:: TASK PROMPT ::
Below is a listing; copy all of it exactly.
****************
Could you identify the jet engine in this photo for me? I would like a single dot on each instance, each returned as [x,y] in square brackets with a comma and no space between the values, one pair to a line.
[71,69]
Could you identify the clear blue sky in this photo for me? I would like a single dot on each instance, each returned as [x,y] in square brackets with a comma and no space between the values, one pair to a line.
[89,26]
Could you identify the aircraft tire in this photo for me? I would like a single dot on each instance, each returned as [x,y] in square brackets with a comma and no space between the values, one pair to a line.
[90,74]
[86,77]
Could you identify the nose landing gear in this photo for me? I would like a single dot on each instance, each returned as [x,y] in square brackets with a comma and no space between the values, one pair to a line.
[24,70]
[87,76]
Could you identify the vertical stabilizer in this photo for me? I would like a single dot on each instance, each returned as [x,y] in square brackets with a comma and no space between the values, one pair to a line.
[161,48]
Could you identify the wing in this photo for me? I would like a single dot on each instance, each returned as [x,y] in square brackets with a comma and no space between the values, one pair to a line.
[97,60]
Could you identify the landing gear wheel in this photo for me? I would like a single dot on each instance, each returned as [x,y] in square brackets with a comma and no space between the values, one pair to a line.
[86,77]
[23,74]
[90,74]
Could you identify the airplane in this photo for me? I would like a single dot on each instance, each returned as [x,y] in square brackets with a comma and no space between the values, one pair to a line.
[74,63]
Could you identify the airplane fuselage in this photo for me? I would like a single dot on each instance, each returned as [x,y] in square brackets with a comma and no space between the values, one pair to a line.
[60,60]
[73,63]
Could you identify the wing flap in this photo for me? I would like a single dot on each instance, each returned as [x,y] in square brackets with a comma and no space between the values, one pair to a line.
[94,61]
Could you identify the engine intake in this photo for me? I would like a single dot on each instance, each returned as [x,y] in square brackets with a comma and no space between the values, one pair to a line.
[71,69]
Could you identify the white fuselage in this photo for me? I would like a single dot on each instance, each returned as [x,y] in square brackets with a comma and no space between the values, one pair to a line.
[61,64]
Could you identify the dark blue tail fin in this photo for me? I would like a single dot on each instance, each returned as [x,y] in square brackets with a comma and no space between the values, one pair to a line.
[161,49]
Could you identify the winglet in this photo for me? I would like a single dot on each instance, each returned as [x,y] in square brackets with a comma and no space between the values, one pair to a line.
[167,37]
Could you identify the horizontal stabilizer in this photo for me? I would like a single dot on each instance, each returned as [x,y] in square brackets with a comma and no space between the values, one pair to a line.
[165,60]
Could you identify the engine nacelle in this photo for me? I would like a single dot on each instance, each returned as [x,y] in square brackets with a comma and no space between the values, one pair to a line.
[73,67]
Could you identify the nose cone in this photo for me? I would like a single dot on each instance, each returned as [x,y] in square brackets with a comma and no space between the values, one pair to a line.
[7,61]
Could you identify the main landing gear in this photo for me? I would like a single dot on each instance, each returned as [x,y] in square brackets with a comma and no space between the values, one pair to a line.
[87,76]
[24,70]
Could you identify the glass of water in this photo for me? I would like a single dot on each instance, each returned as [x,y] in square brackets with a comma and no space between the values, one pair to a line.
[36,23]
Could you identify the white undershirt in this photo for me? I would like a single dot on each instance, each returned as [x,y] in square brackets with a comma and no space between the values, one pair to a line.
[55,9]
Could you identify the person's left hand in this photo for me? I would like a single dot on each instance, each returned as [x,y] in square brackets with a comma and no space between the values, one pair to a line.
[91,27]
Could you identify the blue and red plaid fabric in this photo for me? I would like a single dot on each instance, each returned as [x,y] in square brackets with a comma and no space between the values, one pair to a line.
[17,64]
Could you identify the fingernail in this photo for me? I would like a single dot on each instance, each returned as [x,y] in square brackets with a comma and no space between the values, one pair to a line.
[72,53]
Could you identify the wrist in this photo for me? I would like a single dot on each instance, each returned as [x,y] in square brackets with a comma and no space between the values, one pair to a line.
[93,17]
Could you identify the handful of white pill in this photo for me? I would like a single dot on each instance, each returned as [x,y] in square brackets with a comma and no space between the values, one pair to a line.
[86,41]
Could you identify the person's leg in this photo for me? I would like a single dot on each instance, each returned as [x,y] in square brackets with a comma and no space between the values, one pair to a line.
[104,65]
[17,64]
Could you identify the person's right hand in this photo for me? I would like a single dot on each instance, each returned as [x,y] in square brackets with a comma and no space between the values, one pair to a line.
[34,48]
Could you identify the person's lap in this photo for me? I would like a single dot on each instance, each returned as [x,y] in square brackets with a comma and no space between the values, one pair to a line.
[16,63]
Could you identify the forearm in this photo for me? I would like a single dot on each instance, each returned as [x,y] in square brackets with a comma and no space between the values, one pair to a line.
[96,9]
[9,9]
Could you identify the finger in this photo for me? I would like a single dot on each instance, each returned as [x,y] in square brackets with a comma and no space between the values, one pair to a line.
****************
:: FULL OUTPUT ::
Could you identify the jet engine in this photo for me? I would like a single dot on each instance, each returned as [x,y] in square brackets with a comma and no space between the values, one pair to a line.
[71,69]
Could you identify the clear blue sky in this photo for me? I would like a single dot on each instance, each returned as [x,y] in square brackets with a comma and no space between the values, one pair to a line.
[89,26]
Could you identify the aircraft tire in this photo for me? I would like a single dot on each instance, each returned as [x,y] in square brackets with a comma and no space between the values, one pair to a line.
[90,74]
[86,77]
Could you identify the nose landing gear in this photo for me? I would like a single dot on each instance, each returned as [x,y] in square brackets with a comma and no space between the values, one pair to a line.
[24,70]
[87,76]
Could you identify the vertical stabilizer in this photo for me? I would like a single dot on each instance, each returned as [x,y] in square brackets with a comma and no space between the values, one pair to a line.
[161,48]
Could you identify the wing in this photo for me? I would like a single dot on each instance, each returned as [x,y] in square brackets with a comma and no space between the values, one pair to a line.
[97,60]
Could you identify the landing gear wheel in this photo for me? I would like a single dot on each instance, each returned as [x,y] in square brackets with a comma and no space between the values, one pair to a line.
[86,77]
[23,74]
[90,74]
Could you identify the airplane in this photo for me? I would like a single dot on each instance, each returned as [x,y] in square brackets with a comma and no space between the values, one pair to a line.
[74,63]
Could you identify the airplane fuselage in this photo for me? I would like a single dot on each instance, each returned as [x,y] in square brackets with a comma and no space between the values, one pair to a line.
[60,60]
[73,63]
Could you identify the wing flap in this photo for me? I would like a single dot on each instance, each returned as [x,y] in square brackets with a comma and no space between the values, one pair to a line.
[94,61]
Could you identify the engine intake in this photo for me? I would like a single dot on each instance, each returned as [x,y] in square brackets with a comma and no space between the values, one pair to a line.
[71,69]
Could you identify the white fuselage in this photo for me? I would like a single dot on each instance, each returned as [x,y] in square brackets with a comma and no space between the values, one pair to a line.
[61,64]
Could you identify the dark blue tail fin in this photo for me? I would like a single dot on each instance, each returned as [x,y] in square brackets with a comma and no space between the values, one pair to a line.
[161,49]
Could you identify the winglet in this photo for me? I would like a single dot on each instance, each returned as [x,y] in square brackets with a comma and no space between the values, one pair to a line.
[167,37]
Could you identify the horizontal stabilizer in this photo for me? I would like a single dot on each instance, each returned as [x,y] in square brackets with a comma and no space between the values, one pair to a line.
[165,60]
Could you identify the engine nacelle in this photo for me? I would like a single dot on each instance, each returned as [x,y] in square brackets with a comma and no space between the values, one pair to a line.
[73,67]
Could you identify the nose cone in this photo for me? I would like a single dot on each instance, each returned as [x,y] in square brackets with a comma and no space between the values, one pair to a line.
[7,61]
Could you identify the main landing gear in this photo for me? I would like a single dot on each instance, each returned as [x,y] in square brackets with a comma and no space between the values, one pair to a line.
[87,76]
[24,70]
Could you identify the glass of water in this photo for me? I would like a single dot on each instance, each returned as [x,y] in square brackets with a comma and no space between the values, one pair to a line.
[36,23]
Could you identify the white undershirt in this photo for me? I would like a single dot on each instance, each returned as [x,y] in square brackets with a comma and no space between the values, one pair to a line.
[55,9]
Could you identify the person's left hand in this photo for me? I would like a single dot on each instance, each returned as [x,y] in square brackets with a comma and no space between the values, one pair to a line.
[91,27]
Could you identify the blue and red plaid fabric in this photo for me? I would like a single dot on each instance, each returned as [x,y] in square brackets with a comma and no space between the values, one pair to a line.
[17,64]
Could you identify the fingernail in this photo for me? I would like a single dot on each instance, each returned as [x,y] in square brackets with a comma and no space between the values, one pair to a line.
[72,53]
Could you identify the wrist in this photo for me? I would like a single dot on each instance, each returned as [x,y] in square brackets with a comma and no space between the values, one pair to a line.
[93,17]
Could you identify the handful of white pill in this photo for me? I would like a single dot on each instance, each returned as [x,y] in square brackets with a comma and no space between the values, one pair to a line.
[86,41]
Could you identify the person's leg in this photo for me? I would like a single dot on each instance, each returned as [x,y] in square brackets with a comma and no space between the values, one pair to a line.
[104,65]
[17,64]
Could you identify the person's right hand in this photo for me? I would like a single dot on each instance, each returned as [x,y] in square brackets with a comma and no space between the values, one pair to a line.
[34,48]
Could you identify the person's lap in this photo for me? I would like a single dot on each instance, each returned as [x,y] in square brackets with a comma and no space between the values, one pair to a line.
[16,63]
Could you identify the forearm in this photo for me? I would like a single dot on each instance, each returned as [x,y] in square brackets with a comma and no space between the values, one pair to a line.
[96,9]
[9,9]
Could you identify the finger in this photo for me? I would like a single dot on each instance, each returned as [x,y] in square brackets with a comma and no space between the values, one pair to a line.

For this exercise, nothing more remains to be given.